▸ **PROVIDED INFORMATION**:

## BEGIN

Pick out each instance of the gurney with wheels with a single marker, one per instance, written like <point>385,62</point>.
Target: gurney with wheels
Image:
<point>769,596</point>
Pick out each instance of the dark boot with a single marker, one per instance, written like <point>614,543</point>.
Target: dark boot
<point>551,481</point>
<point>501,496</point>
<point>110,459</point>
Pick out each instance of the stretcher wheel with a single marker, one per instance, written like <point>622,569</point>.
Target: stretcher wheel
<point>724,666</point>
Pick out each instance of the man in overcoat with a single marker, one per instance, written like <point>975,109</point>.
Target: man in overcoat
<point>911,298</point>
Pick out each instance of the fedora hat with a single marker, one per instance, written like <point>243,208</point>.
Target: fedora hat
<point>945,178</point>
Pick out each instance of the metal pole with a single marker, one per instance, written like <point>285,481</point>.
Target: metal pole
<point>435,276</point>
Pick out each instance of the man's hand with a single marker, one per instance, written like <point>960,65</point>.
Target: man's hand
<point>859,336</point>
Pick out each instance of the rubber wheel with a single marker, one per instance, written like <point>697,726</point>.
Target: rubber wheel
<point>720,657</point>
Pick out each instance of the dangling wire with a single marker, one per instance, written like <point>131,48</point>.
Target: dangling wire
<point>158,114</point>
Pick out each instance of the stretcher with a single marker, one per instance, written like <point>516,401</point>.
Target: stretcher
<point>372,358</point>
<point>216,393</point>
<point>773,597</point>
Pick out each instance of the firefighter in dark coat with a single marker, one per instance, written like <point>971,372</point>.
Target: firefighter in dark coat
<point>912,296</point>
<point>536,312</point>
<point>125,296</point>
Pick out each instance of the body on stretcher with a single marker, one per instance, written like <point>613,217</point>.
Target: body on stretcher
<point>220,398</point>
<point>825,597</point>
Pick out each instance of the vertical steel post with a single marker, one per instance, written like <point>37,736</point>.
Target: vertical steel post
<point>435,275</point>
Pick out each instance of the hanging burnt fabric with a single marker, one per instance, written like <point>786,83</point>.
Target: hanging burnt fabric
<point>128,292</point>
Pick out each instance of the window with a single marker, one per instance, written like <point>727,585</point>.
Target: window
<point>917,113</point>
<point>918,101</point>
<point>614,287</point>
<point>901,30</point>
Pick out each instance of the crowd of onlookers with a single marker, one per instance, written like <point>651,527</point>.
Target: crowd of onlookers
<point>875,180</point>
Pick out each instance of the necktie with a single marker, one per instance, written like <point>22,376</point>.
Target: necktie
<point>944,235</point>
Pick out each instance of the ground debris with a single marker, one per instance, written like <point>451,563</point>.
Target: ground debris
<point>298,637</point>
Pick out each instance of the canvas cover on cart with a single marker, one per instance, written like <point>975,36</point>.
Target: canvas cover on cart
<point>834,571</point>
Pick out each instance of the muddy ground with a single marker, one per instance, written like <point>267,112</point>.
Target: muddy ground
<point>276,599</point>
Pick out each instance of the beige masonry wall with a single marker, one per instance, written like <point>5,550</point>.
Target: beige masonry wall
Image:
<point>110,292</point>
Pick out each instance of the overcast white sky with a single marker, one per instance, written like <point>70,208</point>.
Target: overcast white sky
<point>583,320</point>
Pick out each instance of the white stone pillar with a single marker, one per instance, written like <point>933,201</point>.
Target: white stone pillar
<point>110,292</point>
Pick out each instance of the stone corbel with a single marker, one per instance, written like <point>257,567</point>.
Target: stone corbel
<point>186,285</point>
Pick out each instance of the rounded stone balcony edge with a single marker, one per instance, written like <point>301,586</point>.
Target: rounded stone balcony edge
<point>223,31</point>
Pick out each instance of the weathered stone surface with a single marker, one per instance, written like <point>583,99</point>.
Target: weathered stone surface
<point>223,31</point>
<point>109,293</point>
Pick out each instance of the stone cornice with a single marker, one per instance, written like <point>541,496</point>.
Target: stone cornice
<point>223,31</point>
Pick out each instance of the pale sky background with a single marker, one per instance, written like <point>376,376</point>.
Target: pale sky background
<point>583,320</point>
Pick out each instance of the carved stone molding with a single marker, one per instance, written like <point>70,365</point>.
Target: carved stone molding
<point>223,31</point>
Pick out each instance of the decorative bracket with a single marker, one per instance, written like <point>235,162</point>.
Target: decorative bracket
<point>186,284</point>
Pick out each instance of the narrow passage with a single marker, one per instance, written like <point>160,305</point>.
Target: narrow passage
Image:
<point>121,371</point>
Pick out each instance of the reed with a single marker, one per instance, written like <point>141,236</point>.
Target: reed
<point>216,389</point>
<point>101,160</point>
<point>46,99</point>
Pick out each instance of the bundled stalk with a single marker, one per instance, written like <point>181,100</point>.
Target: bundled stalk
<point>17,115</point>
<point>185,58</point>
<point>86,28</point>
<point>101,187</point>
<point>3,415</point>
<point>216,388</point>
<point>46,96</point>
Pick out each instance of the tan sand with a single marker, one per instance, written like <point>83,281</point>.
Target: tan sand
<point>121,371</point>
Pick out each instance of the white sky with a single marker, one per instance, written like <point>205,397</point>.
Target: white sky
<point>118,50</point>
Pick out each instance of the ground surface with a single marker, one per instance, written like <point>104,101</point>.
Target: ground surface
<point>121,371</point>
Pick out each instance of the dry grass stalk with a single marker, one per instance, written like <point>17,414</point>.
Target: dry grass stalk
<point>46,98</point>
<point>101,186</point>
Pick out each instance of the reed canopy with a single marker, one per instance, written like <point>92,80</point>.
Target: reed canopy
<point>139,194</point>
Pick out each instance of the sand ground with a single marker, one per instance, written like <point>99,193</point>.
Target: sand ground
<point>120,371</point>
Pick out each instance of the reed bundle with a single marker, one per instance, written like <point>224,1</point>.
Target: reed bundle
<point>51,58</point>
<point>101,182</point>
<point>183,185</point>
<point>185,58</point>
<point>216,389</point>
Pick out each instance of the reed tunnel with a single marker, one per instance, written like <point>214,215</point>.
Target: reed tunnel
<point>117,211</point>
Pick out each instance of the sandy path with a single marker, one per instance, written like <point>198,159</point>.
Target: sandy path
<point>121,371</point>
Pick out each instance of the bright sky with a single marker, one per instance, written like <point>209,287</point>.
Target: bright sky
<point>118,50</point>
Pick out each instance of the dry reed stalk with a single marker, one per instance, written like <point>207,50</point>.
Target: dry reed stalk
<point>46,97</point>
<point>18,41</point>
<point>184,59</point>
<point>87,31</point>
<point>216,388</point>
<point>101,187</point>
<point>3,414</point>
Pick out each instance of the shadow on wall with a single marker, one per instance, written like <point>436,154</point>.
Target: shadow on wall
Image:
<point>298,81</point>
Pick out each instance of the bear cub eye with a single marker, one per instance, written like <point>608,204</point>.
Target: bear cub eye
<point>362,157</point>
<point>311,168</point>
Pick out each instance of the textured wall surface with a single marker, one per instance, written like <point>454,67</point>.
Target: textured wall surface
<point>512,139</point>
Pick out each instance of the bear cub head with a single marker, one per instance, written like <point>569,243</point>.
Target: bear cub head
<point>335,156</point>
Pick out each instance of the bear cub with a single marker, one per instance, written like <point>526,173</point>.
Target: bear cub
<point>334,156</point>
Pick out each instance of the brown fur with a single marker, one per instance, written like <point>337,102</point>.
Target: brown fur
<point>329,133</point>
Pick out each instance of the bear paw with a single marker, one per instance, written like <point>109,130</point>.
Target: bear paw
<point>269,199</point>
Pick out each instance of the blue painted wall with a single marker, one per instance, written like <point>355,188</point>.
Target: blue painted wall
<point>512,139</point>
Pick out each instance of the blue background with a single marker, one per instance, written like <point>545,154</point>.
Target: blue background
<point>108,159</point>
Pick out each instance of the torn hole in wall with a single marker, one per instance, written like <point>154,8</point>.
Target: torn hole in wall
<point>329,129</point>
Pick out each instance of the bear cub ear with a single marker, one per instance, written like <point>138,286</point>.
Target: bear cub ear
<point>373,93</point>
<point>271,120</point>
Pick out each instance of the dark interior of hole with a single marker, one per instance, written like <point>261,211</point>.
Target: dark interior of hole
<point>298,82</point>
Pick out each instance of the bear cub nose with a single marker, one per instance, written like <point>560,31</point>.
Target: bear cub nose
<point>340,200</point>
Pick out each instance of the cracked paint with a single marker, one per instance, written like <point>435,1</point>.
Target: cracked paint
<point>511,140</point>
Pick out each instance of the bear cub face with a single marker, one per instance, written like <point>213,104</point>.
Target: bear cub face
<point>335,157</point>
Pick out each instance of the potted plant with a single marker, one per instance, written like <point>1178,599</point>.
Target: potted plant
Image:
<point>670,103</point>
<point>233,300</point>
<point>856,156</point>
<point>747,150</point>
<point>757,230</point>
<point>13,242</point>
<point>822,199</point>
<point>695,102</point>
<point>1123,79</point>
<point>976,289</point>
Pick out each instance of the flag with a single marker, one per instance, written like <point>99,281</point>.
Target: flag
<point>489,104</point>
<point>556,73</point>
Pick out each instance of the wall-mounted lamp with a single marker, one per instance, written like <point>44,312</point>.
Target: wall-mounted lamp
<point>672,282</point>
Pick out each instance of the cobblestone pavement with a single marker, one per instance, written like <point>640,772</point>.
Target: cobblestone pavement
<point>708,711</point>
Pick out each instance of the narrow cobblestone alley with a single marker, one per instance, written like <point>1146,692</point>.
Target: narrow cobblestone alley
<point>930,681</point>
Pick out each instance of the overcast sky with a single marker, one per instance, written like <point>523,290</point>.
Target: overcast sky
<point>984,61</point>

## END

▸ **PROBLEM TO WORK ON**: Nothing outside the span should appear: transcribe the lines from the one containing "Pick out each instance of the flag" through the last line of the records.

▸ **RESULT OF THIS TASK**:
Pick out each instance of the flag with a single marker, one per instance, written like <point>99,281</point>.
Target: flag
<point>489,104</point>
<point>556,73</point>
Pick out each instance of the wall-mounted lamp with a single marker, one per instance, written like <point>44,312</point>.
Target: wall-mounted lamp
<point>672,282</point>
Pick out each instance of the cobblestone pavement with a single marker, one per instance, written like <point>640,772</point>.
Target: cobblestone pavement
<point>708,711</point>
Pick out each instance of the narrow cobblestone alley with a single marker, one per instance, written like <point>1146,692</point>.
Target: narrow cobblestone alley
<point>930,681</point>
Pick out each instance of the overcast sky with a single marker, one per instance, written like <point>523,290</point>.
Target: overcast sky
<point>984,61</point>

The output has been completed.